--- Start of DATA FOR PROCESSING ---

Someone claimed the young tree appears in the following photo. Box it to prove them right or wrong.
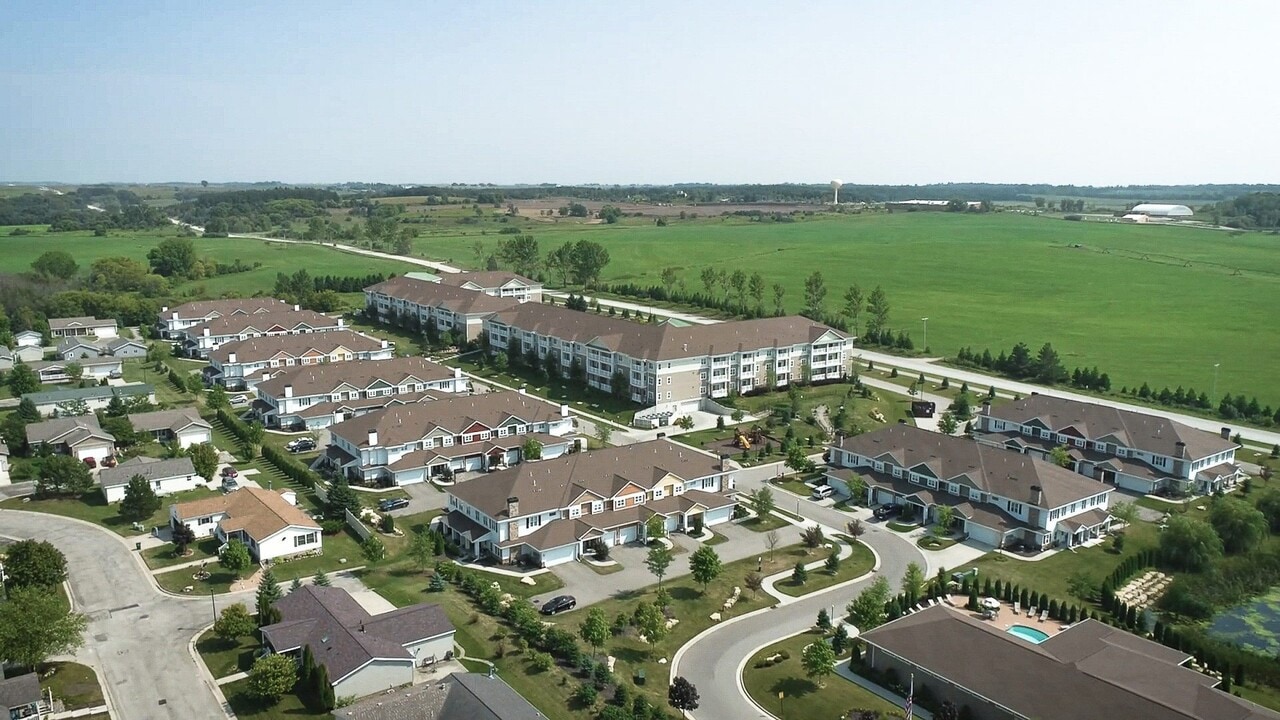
[0,587,88,669]
[187,442,218,482]
[577,607,609,655]
[644,546,673,588]
[248,653,298,705]
[667,675,698,711]
[214,602,255,642]
[218,539,253,577]
[4,539,67,588]
[689,544,721,593]
[800,639,836,688]
[120,475,160,521]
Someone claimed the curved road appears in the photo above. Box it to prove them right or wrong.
[0,510,253,720]
[671,489,928,720]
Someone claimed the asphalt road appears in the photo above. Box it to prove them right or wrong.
[0,510,252,720]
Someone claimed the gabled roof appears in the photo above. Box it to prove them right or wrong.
[209,329,387,363]
[840,424,1107,509]
[262,585,453,683]
[330,392,562,447]
[174,487,320,542]
[257,356,461,397]
[988,395,1240,460]
[97,455,196,488]
[449,438,723,520]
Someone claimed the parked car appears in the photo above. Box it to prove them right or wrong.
[378,497,408,512]
[876,505,902,520]
[543,594,577,615]
[809,486,836,500]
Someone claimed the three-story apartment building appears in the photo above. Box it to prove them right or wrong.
[444,439,736,568]
[253,353,470,430]
[205,331,396,389]
[325,392,573,486]
[974,395,1244,495]
[827,424,1111,550]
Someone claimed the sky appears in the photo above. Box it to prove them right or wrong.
[0,0,1280,184]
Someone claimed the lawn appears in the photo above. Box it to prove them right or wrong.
[407,213,1280,406]
[773,542,876,597]
[40,662,104,710]
[196,629,262,679]
[742,632,902,717]
[142,538,220,570]
[0,488,218,537]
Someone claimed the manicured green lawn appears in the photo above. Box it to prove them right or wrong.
[742,632,902,719]
[773,542,876,597]
[0,488,218,537]
[40,662,102,710]
[196,629,262,679]
[142,538,220,570]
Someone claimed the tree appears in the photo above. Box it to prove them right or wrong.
[0,587,88,669]
[248,653,298,705]
[1160,515,1222,573]
[667,675,698,711]
[845,577,890,625]
[214,602,253,643]
[169,523,196,556]
[689,544,722,593]
[577,607,609,655]
[147,237,196,278]
[360,536,387,565]
[187,442,218,482]
[120,475,160,521]
[36,455,93,497]
[801,270,827,322]
[218,539,253,577]
[4,539,67,588]
[1208,497,1270,553]
[31,250,79,281]
[644,546,673,588]
[800,639,836,688]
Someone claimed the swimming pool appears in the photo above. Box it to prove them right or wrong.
[1007,625,1048,644]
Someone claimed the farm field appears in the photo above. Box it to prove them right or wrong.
[404,208,1280,405]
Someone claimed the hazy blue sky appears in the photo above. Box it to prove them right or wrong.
[0,0,1280,184]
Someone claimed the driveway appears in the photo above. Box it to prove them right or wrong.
[0,510,253,720]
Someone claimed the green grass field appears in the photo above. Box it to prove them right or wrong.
[401,213,1280,404]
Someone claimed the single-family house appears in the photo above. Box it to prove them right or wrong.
[0,673,49,720]
[333,673,547,720]
[156,297,291,340]
[28,355,124,384]
[253,357,471,429]
[27,414,115,462]
[325,392,573,486]
[97,456,209,502]
[129,407,214,448]
[974,393,1244,495]
[444,439,736,566]
[169,487,323,562]
[261,585,461,696]
[860,605,1280,720]
[49,316,119,340]
[177,305,347,357]
[826,424,1111,550]
[22,383,156,415]
[205,331,396,389]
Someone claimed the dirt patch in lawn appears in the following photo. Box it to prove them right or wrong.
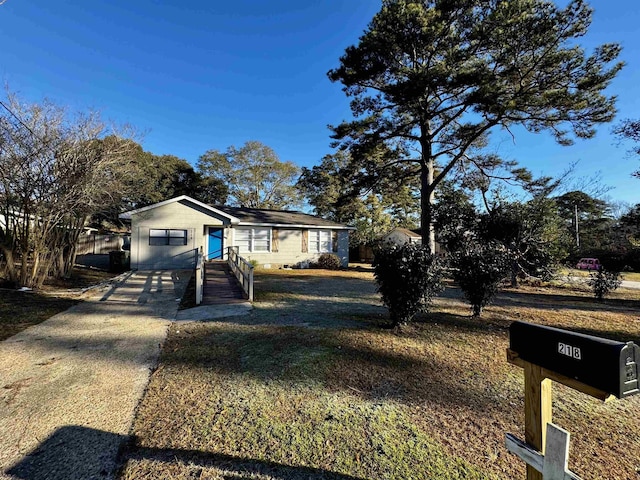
[121,271,640,480]
[0,268,119,340]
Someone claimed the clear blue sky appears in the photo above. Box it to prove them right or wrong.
[0,0,640,204]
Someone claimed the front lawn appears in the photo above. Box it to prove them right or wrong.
[0,268,113,340]
[121,271,640,480]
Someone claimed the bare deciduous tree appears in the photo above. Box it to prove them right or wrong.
[0,92,137,287]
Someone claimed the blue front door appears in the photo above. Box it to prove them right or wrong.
[207,228,222,260]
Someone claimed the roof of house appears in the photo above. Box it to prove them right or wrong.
[120,195,354,230]
[384,227,421,238]
[118,195,239,223]
[215,206,352,229]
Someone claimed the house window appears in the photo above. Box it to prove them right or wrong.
[309,230,333,253]
[149,228,187,245]
[235,228,271,253]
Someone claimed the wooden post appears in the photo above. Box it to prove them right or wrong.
[523,362,552,480]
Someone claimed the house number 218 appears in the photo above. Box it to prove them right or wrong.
[558,342,582,360]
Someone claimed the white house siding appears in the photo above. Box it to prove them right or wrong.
[131,202,228,270]
[231,227,349,267]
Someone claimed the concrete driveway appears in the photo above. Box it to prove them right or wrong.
[0,271,190,480]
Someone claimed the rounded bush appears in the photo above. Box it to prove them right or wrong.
[317,253,340,270]
[373,243,444,327]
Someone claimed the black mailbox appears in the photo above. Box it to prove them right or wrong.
[509,322,640,398]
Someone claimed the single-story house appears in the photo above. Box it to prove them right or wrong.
[120,195,353,270]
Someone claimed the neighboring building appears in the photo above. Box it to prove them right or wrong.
[380,227,444,255]
[380,227,422,245]
[120,195,353,270]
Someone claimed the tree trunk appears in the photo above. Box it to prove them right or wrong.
[420,124,436,255]
[511,261,519,288]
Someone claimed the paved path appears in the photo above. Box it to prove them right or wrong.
[569,276,640,290]
[0,271,189,480]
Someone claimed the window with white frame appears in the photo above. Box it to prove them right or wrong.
[149,228,187,245]
[309,230,333,253]
[235,228,271,253]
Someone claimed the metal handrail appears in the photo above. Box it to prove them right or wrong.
[195,247,204,305]
[227,247,253,302]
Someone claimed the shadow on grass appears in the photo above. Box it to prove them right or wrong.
[0,290,79,340]
[6,426,359,480]
[494,291,640,311]
[161,314,506,410]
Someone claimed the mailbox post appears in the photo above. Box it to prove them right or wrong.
[507,322,640,480]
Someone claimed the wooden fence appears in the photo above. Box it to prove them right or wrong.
[227,247,253,302]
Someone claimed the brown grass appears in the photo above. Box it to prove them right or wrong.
[121,271,640,480]
[0,268,114,340]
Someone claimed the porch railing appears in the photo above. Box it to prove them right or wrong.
[227,247,253,302]
[196,248,204,305]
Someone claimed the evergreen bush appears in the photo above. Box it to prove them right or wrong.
[451,243,511,317]
[588,268,622,300]
[316,253,340,270]
[373,243,444,327]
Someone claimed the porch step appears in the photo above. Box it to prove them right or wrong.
[202,260,247,305]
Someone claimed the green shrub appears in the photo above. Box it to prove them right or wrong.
[588,268,622,300]
[316,253,340,270]
[373,243,444,327]
[451,243,511,317]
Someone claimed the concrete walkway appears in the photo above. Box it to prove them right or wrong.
[0,271,190,480]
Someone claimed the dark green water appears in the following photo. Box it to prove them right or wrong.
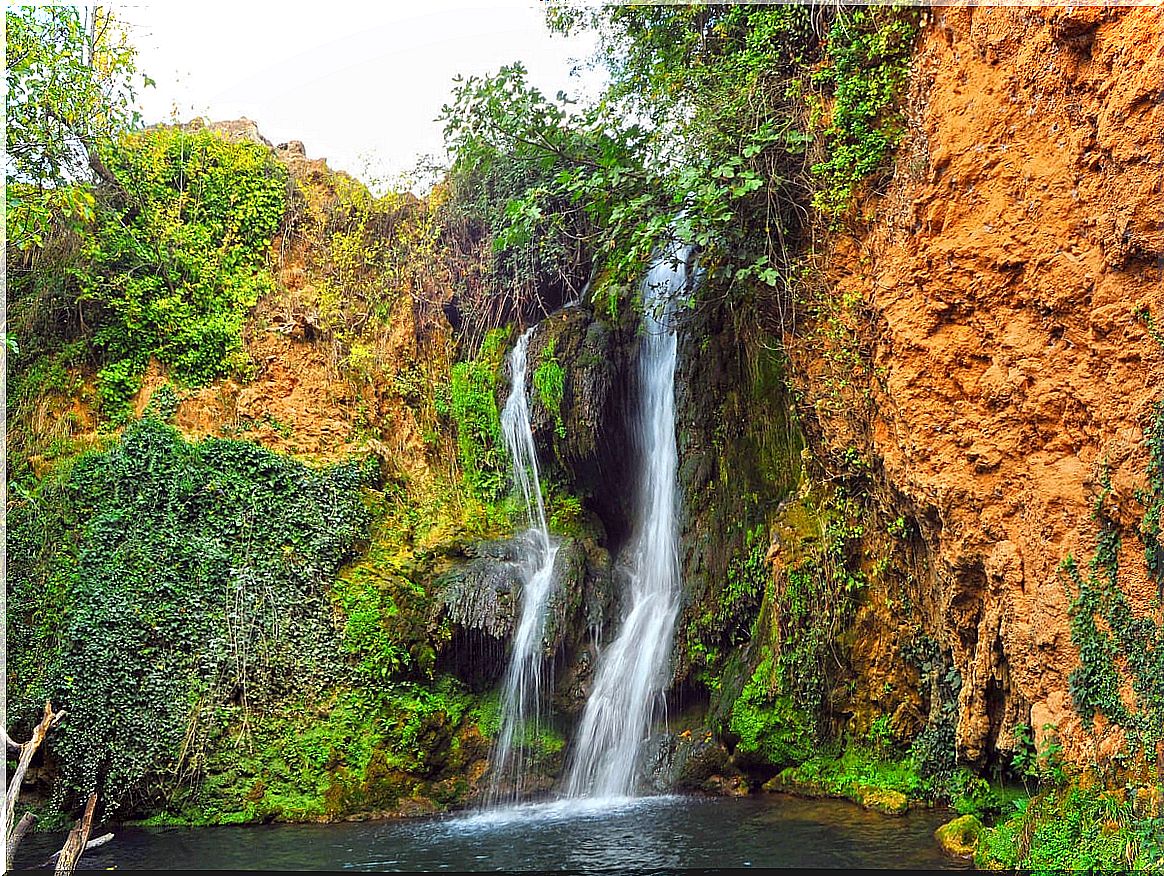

--- End of DATA FOR PROCESSING ---

**REQUIREMENTS:** In the data above, number each line as a list item, from the line containing "Someone claimed the green grass" down to the line containing "[401,213,1280,404]", both included. Omit any blank lines.

**TASK OUTPUT:**
1. Someone claimed the green grass field appears in the photo above. Box it to prove them right or wrong.
2. [401,213,1280,404]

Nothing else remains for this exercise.